Beginning at the line that contains "Where can the stone paving" and ending at the last line of the entries, write out each line exactly; include nothing outside that span.

::::::

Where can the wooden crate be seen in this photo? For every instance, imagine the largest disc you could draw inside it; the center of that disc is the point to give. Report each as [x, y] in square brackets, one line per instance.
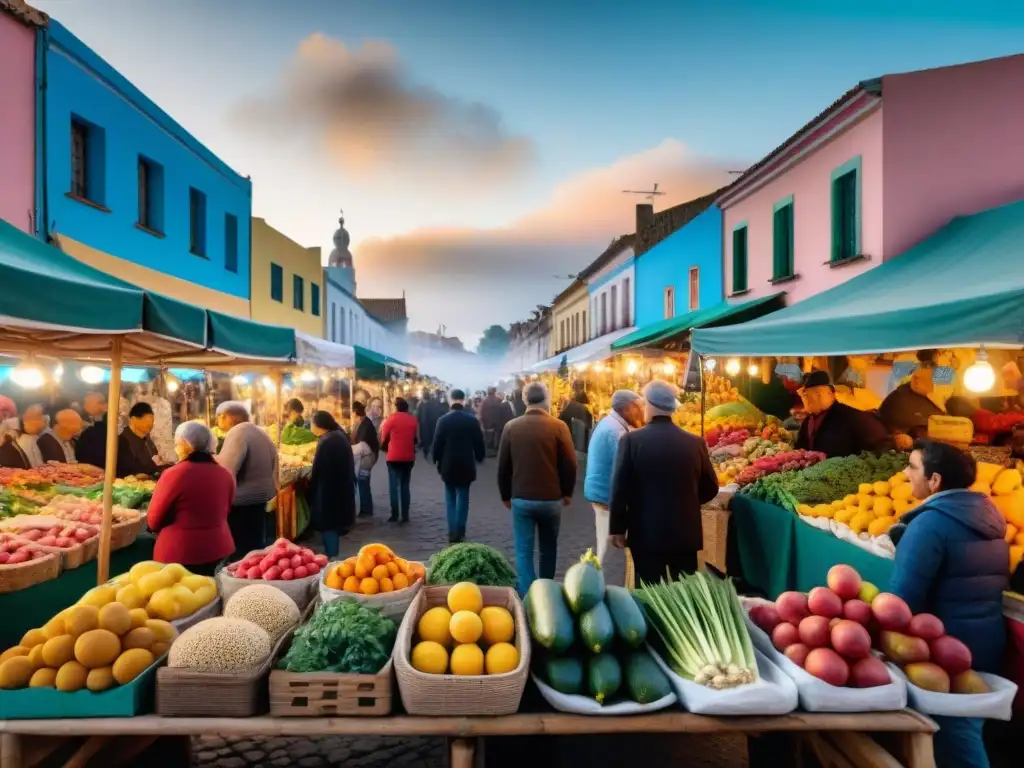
[331, 694]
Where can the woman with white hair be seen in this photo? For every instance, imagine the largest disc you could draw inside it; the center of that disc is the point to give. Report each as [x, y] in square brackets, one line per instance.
[190, 503]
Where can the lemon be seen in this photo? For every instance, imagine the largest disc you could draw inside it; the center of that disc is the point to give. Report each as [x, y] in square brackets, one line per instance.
[466, 627]
[467, 659]
[429, 657]
[433, 626]
[498, 625]
[501, 657]
[465, 596]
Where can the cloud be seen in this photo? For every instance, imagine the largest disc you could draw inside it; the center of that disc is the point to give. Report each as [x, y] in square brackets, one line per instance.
[468, 279]
[361, 107]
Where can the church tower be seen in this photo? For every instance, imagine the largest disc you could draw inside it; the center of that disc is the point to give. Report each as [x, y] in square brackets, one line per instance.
[340, 266]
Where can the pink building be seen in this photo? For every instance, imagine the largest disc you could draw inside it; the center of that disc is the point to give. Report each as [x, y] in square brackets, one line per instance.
[885, 166]
[18, 24]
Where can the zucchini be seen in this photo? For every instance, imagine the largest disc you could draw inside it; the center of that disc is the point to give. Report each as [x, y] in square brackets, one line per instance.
[550, 622]
[644, 680]
[563, 674]
[604, 677]
[584, 584]
[596, 629]
[631, 626]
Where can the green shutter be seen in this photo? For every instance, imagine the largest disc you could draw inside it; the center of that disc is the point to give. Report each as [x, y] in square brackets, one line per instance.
[739, 259]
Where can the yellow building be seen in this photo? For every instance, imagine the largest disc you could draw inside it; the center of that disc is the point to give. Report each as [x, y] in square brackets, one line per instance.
[569, 322]
[287, 282]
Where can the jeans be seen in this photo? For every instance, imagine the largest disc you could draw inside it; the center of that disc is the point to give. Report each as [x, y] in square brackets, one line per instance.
[958, 743]
[332, 543]
[535, 520]
[457, 506]
[366, 495]
[398, 475]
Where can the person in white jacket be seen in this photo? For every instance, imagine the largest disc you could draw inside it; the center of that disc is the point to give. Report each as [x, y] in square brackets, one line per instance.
[627, 413]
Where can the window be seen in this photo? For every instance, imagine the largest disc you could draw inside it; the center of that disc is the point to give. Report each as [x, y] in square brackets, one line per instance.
[87, 161]
[230, 243]
[197, 221]
[151, 196]
[276, 283]
[626, 303]
[846, 211]
[739, 259]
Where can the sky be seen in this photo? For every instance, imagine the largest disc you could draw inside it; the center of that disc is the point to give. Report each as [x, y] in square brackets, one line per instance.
[479, 150]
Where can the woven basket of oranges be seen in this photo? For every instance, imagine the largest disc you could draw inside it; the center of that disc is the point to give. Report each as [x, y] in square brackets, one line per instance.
[375, 577]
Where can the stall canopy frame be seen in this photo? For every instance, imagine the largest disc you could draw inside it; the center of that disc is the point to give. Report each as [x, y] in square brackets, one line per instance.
[963, 287]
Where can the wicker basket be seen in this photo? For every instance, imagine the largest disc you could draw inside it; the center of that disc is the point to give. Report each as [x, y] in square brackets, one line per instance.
[24, 574]
[331, 693]
[715, 523]
[439, 695]
[189, 693]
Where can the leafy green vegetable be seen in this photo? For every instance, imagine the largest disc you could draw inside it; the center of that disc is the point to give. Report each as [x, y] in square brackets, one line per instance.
[478, 563]
[342, 636]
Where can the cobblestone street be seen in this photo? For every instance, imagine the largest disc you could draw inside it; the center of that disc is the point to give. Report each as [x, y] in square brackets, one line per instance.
[424, 535]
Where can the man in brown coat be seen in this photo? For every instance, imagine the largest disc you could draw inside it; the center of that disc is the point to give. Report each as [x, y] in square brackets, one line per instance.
[537, 472]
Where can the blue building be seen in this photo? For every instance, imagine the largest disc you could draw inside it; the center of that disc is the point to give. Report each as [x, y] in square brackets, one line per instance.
[678, 261]
[122, 186]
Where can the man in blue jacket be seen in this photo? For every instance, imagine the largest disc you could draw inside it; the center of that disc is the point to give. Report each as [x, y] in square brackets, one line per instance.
[952, 560]
[627, 413]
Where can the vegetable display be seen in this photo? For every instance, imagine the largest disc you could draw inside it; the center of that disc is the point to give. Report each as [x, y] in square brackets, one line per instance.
[699, 623]
[341, 636]
[478, 563]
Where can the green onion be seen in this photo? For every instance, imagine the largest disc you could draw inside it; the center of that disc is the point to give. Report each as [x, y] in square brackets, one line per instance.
[699, 624]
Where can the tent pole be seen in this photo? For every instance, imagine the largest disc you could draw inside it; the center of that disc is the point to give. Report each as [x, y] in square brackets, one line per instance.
[111, 467]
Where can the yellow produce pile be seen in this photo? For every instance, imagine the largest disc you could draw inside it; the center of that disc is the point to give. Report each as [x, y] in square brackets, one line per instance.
[96, 644]
[451, 638]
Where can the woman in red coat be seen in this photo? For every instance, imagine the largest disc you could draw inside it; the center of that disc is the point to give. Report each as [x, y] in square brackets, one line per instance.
[188, 511]
[398, 434]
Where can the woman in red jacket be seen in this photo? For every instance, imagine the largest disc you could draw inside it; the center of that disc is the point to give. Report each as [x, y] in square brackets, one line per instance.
[188, 511]
[398, 436]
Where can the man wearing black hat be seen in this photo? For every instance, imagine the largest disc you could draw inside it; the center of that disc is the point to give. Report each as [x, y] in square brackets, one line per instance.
[834, 428]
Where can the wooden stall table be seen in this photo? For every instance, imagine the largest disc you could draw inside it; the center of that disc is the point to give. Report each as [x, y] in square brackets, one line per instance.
[837, 739]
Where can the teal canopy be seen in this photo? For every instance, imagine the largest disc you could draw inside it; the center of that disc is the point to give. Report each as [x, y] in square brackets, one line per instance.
[656, 334]
[962, 287]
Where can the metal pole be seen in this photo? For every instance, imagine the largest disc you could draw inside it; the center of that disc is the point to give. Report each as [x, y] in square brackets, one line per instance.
[111, 466]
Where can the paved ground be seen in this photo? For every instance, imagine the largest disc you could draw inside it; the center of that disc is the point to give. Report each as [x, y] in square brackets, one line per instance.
[424, 535]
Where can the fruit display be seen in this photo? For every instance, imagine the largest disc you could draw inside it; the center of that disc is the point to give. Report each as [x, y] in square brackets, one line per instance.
[373, 570]
[266, 606]
[157, 590]
[341, 636]
[478, 563]
[283, 560]
[842, 632]
[591, 637]
[699, 626]
[464, 637]
[826, 481]
[86, 646]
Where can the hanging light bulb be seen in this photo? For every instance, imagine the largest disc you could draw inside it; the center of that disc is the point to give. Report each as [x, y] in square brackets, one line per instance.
[979, 377]
[28, 376]
[91, 374]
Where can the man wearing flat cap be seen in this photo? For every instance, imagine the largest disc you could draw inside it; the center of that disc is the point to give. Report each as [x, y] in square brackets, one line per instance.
[663, 476]
[835, 428]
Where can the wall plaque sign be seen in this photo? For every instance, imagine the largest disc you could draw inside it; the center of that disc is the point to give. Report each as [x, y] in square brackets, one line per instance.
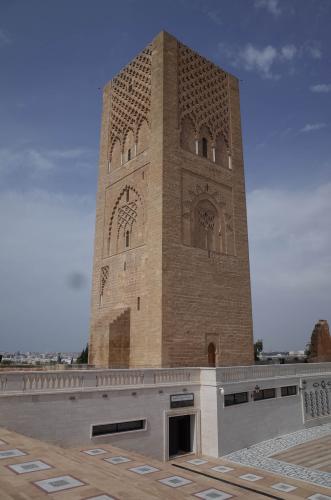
[181, 400]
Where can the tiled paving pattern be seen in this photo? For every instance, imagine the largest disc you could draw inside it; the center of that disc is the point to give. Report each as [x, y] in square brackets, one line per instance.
[144, 469]
[319, 497]
[314, 454]
[222, 468]
[251, 477]
[213, 494]
[283, 487]
[101, 497]
[95, 451]
[24, 468]
[197, 461]
[117, 460]
[60, 483]
[175, 481]
[260, 456]
[76, 475]
[11, 453]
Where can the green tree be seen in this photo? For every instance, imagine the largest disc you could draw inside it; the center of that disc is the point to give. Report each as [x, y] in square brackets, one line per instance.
[258, 348]
[83, 357]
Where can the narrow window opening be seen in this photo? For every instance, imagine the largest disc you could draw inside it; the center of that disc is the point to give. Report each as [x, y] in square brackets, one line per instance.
[204, 147]
[236, 398]
[114, 428]
[211, 354]
[290, 390]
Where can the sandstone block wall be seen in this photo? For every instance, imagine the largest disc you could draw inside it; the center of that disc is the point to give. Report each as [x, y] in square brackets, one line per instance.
[171, 243]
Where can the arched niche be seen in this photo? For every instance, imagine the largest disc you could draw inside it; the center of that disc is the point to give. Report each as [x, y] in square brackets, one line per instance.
[115, 155]
[206, 226]
[126, 228]
[187, 135]
[143, 137]
[211, 355]
[221, 151]
[205, 143]
[129, 147]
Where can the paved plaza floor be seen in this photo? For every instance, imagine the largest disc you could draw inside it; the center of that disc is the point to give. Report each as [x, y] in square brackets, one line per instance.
[31, 469]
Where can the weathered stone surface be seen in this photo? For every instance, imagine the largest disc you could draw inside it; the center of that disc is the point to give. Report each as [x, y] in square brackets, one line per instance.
[320, 344]
[171, 248]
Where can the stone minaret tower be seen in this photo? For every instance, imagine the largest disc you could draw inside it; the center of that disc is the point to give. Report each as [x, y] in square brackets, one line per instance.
[171, 282]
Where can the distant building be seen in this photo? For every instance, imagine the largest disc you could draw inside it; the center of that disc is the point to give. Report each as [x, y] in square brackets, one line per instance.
[320, 344]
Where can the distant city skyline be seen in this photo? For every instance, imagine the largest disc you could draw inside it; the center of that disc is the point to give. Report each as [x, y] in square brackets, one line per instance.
[57, 56]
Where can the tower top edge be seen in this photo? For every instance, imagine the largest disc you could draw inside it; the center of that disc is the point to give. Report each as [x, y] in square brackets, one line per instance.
[162, 37]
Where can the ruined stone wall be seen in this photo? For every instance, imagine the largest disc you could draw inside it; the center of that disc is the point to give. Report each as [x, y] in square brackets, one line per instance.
[320, 344]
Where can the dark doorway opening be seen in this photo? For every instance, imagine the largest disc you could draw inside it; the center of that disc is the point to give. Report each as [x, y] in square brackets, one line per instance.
[180, 435]
[211, 355]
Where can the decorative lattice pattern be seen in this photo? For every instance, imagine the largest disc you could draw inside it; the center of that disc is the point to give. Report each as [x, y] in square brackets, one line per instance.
[104, 278]
[127, 215]
[203, 93]
[131, 97]
[207, 219]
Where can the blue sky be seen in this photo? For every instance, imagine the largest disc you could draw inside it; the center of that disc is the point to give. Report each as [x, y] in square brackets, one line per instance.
[55, 57]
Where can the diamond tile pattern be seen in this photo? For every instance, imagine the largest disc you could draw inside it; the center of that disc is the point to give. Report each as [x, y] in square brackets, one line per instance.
[197, 461]
[318, 496]
[29, 467]
[101, 497]
[117, 460]
[213, 494]
[251, 477]
[283, 487]
[222, 468]
[95, 451]
[58, 484]
[175, 481]
[144, 469]
[11, 453]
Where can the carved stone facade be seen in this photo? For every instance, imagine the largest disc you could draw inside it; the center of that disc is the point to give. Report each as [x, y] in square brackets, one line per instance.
[320, 344]
[171, 283]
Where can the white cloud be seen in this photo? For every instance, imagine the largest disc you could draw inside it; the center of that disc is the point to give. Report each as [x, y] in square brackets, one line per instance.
[321, 88]
[261, 60]
[288, 52]
[48, 244]
[290, 254]
[270, 5]
[310, 127]
[36, 162]
[314, 51]
[264, 59]
[4, 38]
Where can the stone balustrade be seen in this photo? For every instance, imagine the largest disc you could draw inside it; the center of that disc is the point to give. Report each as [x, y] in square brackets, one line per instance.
[29, 381]
[244, 373]
[53, 381]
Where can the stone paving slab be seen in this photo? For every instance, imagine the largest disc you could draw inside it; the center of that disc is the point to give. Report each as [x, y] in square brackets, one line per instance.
[263, 456]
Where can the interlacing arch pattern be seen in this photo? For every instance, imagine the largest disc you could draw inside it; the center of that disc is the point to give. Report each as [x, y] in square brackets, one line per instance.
[203, 94]
[131, 98]
[127, 213]
[104, 278]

::::::

Task solution ▸
Where can the stone paving slab be seen in this photo? For every instance, imagine the largest disc you could draw inside it; the center of that disc is the point to give. Report each as [x, y] in square brackets, one line per instance.
[263, 456]
Where can the interlacing arch pattern be seen in this photo? For every instance, imagine the largest disc you could draw inside it; the center of that disc is the point to give. Report each as [x, y] in square brackets, one line per instance.
[203, 94]
[131, 98]
[127, 213]
[104, 278]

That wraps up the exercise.